Put the records, from the start through the line containing "320 186 L 325", into a two-column CSV with the header columns "request" and "answer". Give one row per request, with its text and its answer each in a single quoted field and line breaks changed to spaces, and leave the pictures out.
* Start Input data *
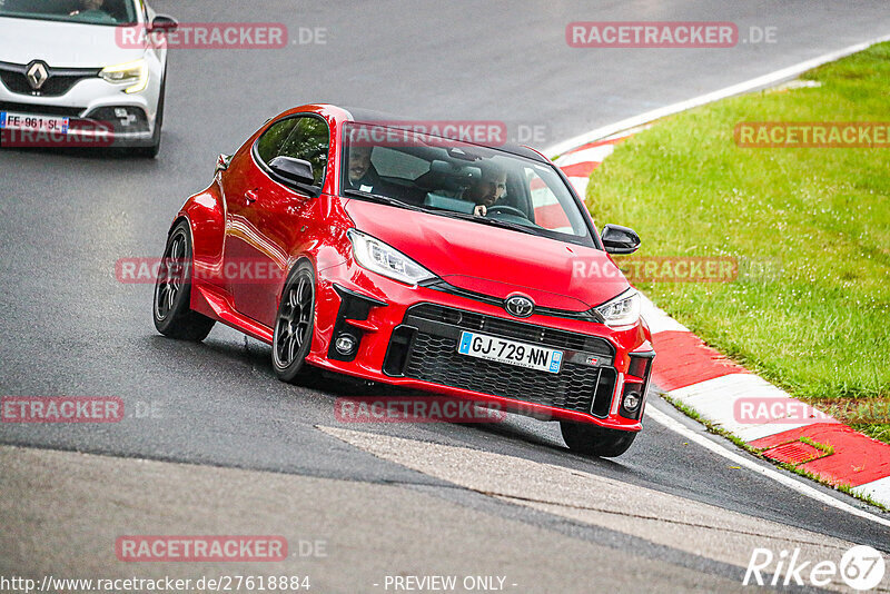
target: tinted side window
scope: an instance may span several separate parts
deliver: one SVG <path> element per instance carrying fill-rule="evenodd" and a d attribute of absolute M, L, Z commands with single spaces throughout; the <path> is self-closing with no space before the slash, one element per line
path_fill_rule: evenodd
<path fill-rule="evenodd" d="M 320 186 L 325 179 L 330 137 L 327 123 L 318 118 L 295 119 L 297 123 L 281 145 L 278 155 L 309 161 L 313 165 L 315 185 Z"/>
<path fill-rule="evenodd" d="M 263 162 L 269 162 L 278 156 L 281 145 L 297 125 L 297 118 L 288 118 L 277 123 L 273 123 L 266 132 L 257 140 L 257 155 Z"/>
* End Input data *
Solution to the exercise =>
request,answer
"target: tinted side window scope: an instance may span several separate parts deliver: one SVG <path> element per instance carrying fill-rule=""evenodd"" and a d attribute of absolute M, L, Z commands with single spaces throughout; the <path> is self-closing with no space before the slash, one element per line path_fill_rule: evenodd","<path fill-rule=""evenodd"" d=""M 320 186 L 325 179 L 330 137 L 327 123 L 318 118 L 295 119 L 297 123 L 281 145 L 278 155 L 309 161 L 313 165 L 315 185 Z""/>"